§ **Supplied records**
*-*-*

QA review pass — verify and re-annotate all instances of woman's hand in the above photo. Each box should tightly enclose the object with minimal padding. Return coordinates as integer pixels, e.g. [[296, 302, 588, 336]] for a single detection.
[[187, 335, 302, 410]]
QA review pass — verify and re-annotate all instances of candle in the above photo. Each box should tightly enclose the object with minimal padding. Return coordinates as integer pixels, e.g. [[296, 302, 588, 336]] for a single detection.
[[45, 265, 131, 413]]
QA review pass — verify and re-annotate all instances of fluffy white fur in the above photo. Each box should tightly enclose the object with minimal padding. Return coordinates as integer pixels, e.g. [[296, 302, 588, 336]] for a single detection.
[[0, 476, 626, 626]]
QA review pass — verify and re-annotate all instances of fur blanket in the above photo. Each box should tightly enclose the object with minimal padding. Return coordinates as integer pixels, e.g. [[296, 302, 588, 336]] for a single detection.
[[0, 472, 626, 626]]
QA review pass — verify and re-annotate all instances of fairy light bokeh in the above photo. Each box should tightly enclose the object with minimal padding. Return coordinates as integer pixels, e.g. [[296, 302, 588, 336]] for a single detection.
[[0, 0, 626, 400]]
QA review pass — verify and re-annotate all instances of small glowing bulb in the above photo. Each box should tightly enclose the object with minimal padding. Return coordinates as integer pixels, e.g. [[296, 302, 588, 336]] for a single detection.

*-*-*

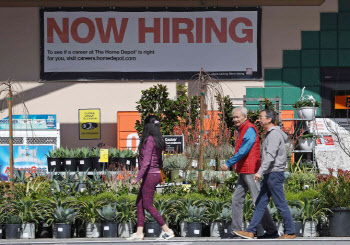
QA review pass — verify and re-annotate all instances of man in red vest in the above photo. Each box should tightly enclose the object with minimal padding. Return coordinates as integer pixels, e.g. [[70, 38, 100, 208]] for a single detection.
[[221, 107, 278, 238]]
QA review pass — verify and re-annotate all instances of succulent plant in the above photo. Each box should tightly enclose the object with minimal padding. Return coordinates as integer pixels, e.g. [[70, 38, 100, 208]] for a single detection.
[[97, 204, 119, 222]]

*-*-*

§ **Requirement**
Update the material from the line that contains "QA review pass — verify and re-annotate all instances of fairy" through the line that contains "[[0, 0, 626, 400]]" by swapping "fairy light bokeh" for "string light bokeh" and leaving everything else as it is. Return only those lines.

§ **Expected answer**
QA review pass — verify and re-annotate all instances of string light bokeh in the above photo. Each box should tightly enclose the object with minimal padding. Return coordinates as integer pixels, e.g. [[296, 302, 588, 336]] for a single detection.
[[0, 0, 626, 400]]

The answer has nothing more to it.